> _EXTRACTED ENTRIES_:

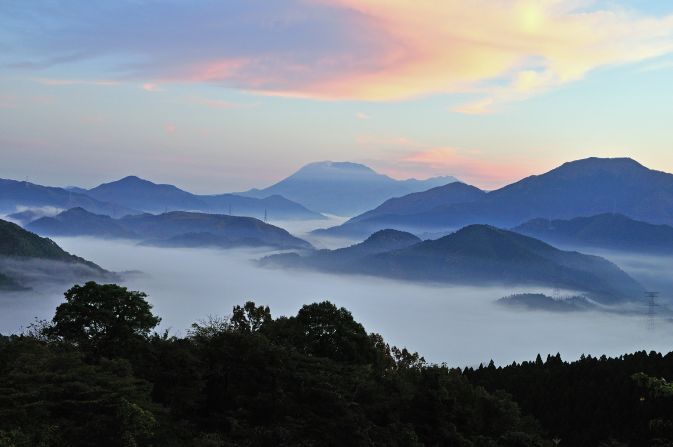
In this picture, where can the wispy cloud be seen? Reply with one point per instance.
(214, 103)
(151, 87)
(66, 81)
(407, 158)
(499, 50)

> _REQUIRED ACTION_:
Where an image appears in the data, skip it, and return the rest verbatim.

> _WRITTEN ANSWER_:
In this picture, where can the wispy cloud be seen? Reply with one point per instance.
(214, 103)
(151, 87)
(66, 81)
(407, 158)
(499, 50)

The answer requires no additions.